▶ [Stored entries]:
----------

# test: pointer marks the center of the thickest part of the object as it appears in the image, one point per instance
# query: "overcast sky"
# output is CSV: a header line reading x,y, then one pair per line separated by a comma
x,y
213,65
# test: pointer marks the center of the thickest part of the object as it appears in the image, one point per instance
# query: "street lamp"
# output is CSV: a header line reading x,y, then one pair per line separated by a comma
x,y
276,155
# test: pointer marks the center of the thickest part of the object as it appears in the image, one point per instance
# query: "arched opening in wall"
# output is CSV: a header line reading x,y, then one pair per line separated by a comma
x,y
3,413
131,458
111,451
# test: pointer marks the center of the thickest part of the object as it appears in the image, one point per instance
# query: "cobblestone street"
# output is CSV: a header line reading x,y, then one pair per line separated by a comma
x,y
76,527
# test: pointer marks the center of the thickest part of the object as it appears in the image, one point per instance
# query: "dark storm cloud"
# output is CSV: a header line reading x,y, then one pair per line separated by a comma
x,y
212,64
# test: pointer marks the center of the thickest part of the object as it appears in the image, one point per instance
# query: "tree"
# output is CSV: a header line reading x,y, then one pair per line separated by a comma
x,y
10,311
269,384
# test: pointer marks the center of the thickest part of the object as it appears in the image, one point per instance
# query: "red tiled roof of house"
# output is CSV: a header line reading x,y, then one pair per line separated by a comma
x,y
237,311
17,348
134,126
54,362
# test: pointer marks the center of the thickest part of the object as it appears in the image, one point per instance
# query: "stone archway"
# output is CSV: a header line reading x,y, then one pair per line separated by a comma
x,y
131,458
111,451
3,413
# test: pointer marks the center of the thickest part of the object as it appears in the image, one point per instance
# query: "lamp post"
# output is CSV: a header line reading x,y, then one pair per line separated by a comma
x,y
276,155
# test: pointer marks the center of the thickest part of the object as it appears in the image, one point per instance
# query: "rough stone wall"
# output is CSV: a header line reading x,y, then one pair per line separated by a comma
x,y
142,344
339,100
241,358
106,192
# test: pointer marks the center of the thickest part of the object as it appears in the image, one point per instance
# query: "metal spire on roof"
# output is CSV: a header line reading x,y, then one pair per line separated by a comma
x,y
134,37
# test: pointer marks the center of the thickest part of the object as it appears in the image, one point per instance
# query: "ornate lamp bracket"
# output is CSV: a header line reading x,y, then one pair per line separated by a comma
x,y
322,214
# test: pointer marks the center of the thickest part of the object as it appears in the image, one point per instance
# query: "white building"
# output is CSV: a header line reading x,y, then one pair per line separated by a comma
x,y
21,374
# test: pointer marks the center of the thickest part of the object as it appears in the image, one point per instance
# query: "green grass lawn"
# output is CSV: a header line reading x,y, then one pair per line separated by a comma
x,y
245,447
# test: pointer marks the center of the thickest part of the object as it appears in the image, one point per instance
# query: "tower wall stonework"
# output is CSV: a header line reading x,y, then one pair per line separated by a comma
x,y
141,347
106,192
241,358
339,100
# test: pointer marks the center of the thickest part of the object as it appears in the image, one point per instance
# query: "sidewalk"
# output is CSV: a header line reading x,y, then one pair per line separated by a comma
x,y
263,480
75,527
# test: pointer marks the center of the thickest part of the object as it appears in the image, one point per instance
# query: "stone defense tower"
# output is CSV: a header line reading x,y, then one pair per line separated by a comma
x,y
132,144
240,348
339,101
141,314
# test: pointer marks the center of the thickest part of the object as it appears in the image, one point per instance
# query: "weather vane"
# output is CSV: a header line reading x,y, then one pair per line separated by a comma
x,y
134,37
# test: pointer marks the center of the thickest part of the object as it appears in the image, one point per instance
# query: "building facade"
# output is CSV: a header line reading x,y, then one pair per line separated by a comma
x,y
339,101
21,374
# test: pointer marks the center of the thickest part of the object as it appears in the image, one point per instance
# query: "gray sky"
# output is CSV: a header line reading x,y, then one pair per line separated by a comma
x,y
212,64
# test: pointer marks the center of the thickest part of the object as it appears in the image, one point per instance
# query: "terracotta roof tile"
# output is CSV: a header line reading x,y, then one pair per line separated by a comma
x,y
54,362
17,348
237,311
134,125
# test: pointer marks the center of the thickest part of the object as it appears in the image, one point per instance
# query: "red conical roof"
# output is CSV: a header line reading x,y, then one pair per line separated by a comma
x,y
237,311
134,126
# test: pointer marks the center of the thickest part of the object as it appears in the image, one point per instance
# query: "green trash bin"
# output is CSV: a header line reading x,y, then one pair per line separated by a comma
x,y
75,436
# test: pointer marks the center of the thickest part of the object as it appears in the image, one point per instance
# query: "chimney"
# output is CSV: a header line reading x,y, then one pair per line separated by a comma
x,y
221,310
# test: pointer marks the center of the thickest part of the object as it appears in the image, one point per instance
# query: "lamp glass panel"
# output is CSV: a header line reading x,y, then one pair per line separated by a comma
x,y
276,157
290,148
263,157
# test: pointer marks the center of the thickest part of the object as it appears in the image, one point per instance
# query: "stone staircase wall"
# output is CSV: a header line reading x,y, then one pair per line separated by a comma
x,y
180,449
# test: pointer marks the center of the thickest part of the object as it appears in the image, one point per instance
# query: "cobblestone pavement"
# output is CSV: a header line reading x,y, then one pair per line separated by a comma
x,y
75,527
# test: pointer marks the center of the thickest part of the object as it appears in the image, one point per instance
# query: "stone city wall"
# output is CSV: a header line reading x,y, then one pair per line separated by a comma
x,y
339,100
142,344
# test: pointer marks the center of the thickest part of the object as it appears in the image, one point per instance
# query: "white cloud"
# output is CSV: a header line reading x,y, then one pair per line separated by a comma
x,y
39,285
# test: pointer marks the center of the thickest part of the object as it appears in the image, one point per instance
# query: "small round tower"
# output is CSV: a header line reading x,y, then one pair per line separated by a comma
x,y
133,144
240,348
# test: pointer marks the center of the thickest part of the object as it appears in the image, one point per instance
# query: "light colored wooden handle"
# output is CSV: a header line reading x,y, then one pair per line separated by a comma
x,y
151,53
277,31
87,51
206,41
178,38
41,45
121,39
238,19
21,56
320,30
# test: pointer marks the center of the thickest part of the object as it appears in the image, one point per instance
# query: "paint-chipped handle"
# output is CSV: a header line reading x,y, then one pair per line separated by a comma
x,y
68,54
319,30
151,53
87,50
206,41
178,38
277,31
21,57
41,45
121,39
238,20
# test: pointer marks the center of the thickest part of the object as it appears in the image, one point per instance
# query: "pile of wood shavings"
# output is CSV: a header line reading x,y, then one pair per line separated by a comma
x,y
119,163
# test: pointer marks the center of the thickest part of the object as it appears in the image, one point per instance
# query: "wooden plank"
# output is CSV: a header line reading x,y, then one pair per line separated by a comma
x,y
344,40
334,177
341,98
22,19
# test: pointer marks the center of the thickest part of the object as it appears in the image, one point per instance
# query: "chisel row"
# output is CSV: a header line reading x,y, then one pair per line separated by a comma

----------

▶ [What the task requires]: Once more, write all of the records exactly as given.

▶ [Exercise output]:
# test: pointer marks the center of the thickest part of the object as it appears in the image, one point per instance
# query: "overcast sky"
# output is CSV: a header line reading x,y, then one pair per line separated by a comma
x,y
213,65
# test: pointer marks the center of the thickest part of the object as it appears in the image, one point per instance
# query: "street lamp"
# output is CSV: a header line reading x,y, then one pair per line separated by a comma
x,y
276,155
# test: pointer marks the center of the thickest part of the object as it appears in the image, one point per instance
# query: "arched opening in wall"
# output is CSV: a header line reading x,y, then one pair per line separated by a comma
x,y
3,413
131,458
111,451
# test: pointer marks the center of the thickest part of the object as it appears in the image, one point per instance
# query: "cobblestone street"
# output is CSV: a header line reading x,y, then one pair per line separated by a comma
x,y
76,527
# test: pointer marks the center of the thickest part of the object as it appears in the image, one point per instance
# query: "dark storm cloud"
# output is CSV: a header line reading x,y, then one pair per line separated by a comma
x,y
212,64
# test: pointer marks the center of the thickest part of the object as it appears in the image, one point per instance
# query: "tree"
# output is CSV: a header line reading x,y, then one pair per line separated by a comma
x,y
10,311
269,384
# test: pointer marks the center of the thickest part of the object as it appears in the image, one point per instance
# query: "red tiled roof of house"
# output is CSV: a header line reading x,y, then one pair per line separated by a comma
x,y
237,311
17,348
134,126
54,362
# test: pointer marks the center of the thickest part of the object as it appears in the image, one point per instance
# query: "stone archway"
# output is CSV: a header line reading x,y, then one pair per line separated by a comma
x,y
131,458
111,451
3,413
# test: pointer marks the center of the thickest part of the object as it appears in the image, one point per instance
# query: "lamp post"
# output is CSV: a header line reading x,y, then one pair per line separated by a comma
x,y
276,155
# test: pointer marks the center of the thickest part of the object as it appears in the image, one point per instance
# query: "rough stone wall"
# output is CSV: a header line reading x,y, then one pair per line separated by a comma
x,y
142,344
339,100
241,358
106,192
# test: pointer marks the center of the thickest part of the object as it appears in the image, one point per instance
# query: "metal spire on roof"
# output is CSV: a header line reading x,y, then one pair per line separated by a comma
x,y
134,37
# test: pointer marks the center of the thickest part of the object as it appears in the image, one point per instance
# query: "ornate lamp bracket"
# output is CSV: a header line reading x,y, then one pair per line separated by a comma
x,y
322,214
# test: pointer marks the center of the thickest part of the object as it appears in the image, one point per instance
# query: "white building"
# output is CSV: a header line reading x,y, then one pair per line separated by a comma
x,y
21,374
# test: pointer marks the center of the thickest part of the object as it appears in the image, one point per instance
# query: "green grass lawn"
# output is CSV: a header line reading x,y, then one pair per line separated by a comma
x,y
245,447
# test: pointer marks the center of the thickest part of the object as it appears in the image, one point per instance
# query: "tower wall stonework"
# output is CSV: a header line reading x,y, then one pair per line separated by a comma
x,y
141,347
106,192
241,358
339,100
# test: pointer marks the center of the thickest part of the object as it appears in the image, one point per instance
# query: "sidewalk"
# output is CSV: a header line reading x,y, then one pair per line separated by a comma
x,y
263,480
75,527
# test: pointer marks the center of the thickest part of the object as it appears in the image, one point per instance
# query: "stone defense tower"
# output is CSV: a header line reading x,y, then one pair per line separated by a comma
x,y
132,144
240,348
339,101
141,314
# test: pointer marks the center of the thickest part of the object as it appears in the image, one point per instance
# query: "weather vane"
# output is CSV: a header line reading x,y, then one pair per line separated by a comma
x,y
134,37
# test: pointer marks the center of the thickest part of the object as it appears in the image, one point per instance
# query: "building facade"
# output is CSV: a header line reading x,y, then one pair per line separated by a comma
x,y
339,101
21,374
# test: pointer marks the center of the thickest part of the object as it appears in the image, one point per instance
# query: "gray sky"
# output is CSV: a header line reading x,y, then one pair per line separated by a comma
x,y
212,64
# test: pointer marks the center of the thickest part of the object as it appears in the image, one point per instance
# query: "terracotta roof tile"
# output is CSV: a header line reading x,y, then one pair per line separated by a comma
x,y
54,362
17,348
237,311
134,125
# test: pointer marks the center of the thickest part of the object as it appears in the image, one point per instance
# query: "red conical roof"
# output is CSV: a header line reading x,y, then one pair per line separated by a comma
x,y
237,311
134,126
# test: pointer marks the center of the thickest part of the object as it appears in the image, one point per instance
# query: "green trash bin"
# output is CSV: a header line reading x,y, then one pair per line separated by a comma
x,y
75,436
# test: pointer marks the center of the thickest part of the object as it appears in the image, one point per instance
# query: "chimney"
# output is CSV: a header line reading x,y, then one pair per line separated by a comma
x,y
221,310
# test: pointer marks the center of the thickest part of the object as it appears in the image, one point per instance
# query: "lamp glass panel"
# output is CSV: a header line reading x,y, then one pair per line separated by a comma
x,y
276,157
290,148
263,157
# test: pointer marks the center of the thickest part of the object as it appears in the image, one point per instance
# query: "stone staircase wall"
# output is CSV: a header line reading x,y, then one pair per line separated by a comma
x,y
180,449
# test: pointer marks the center of the thickest part of the object as it appears in the image, one point per instance
# query: "cobblestone pavement"
# output is CSV: a header line reading x,y, then one pair per line separated by a comma
x,y
75,527
# test: pointer marks the center of the thickest part of the object as it appears in the image, one point per instance
# query: "stone city wall"
# output is CSV: a header line reading x,y, then one pair per line separated by a comma
x,y
339,100
142,344
# test: pointer marks the center of the thickest part of the object as it appears in the image, one point per instance
# query: "white cloud"
# output is CSV: a header line reading x,y, then one pair per line separated by a comma
x,y
39,285
# test: pointer marks the center of the thickest part of the object as it appears in the image, one point per instance
# query: "small round tower"
# output is CSV: a header line reading x,y, then one pair per line separated by a comma
x,y
133,144
240,348
# test: pointer marks the center of the thickest part of the object as it appears in the image, one point per instance
# query: "light colored wooden handle"
# output is CSV: a header line reading x,y, then one pair per line separated by a comma
x,y
151,53
277,31
87,51
206,41
178,38
41,45
121,39
238,19
21,56
320,30
# test: pointer marks the center of the thickest part of the object as it appears in the image, one point per instance
# query: "paint-chipped handle"
# output is CSV: a header line reading x,y, then one pair per line separated by a comma
x,y
68,54
319,30
151,53
87,50
206,41
178,38
277,31
21,57
41,45
121,39
238,20
# test: pointer marks the center of the thickest part of the object as it appears in the image, one point per instance
# query: "pile of wood shavings"
# output is CSV: a header line reading x,y, then one pair per line separated by a comma
x,y
119,163
# test: pointer marks the center of the thickest part of the object as it appears in the image, one point per instance
# query: "wooden plank"
# output is CSV: a header line reading x,y, then one pair per line separated by a comma
x,y
344,40
334,177
341,98
22,19
# test: pointer marks the center of the thickest part of the object as it appears in the image, one point per instance
# query: "chisel row"
# output is CSV: a header line reading x,y, then one pair per line separated by a comma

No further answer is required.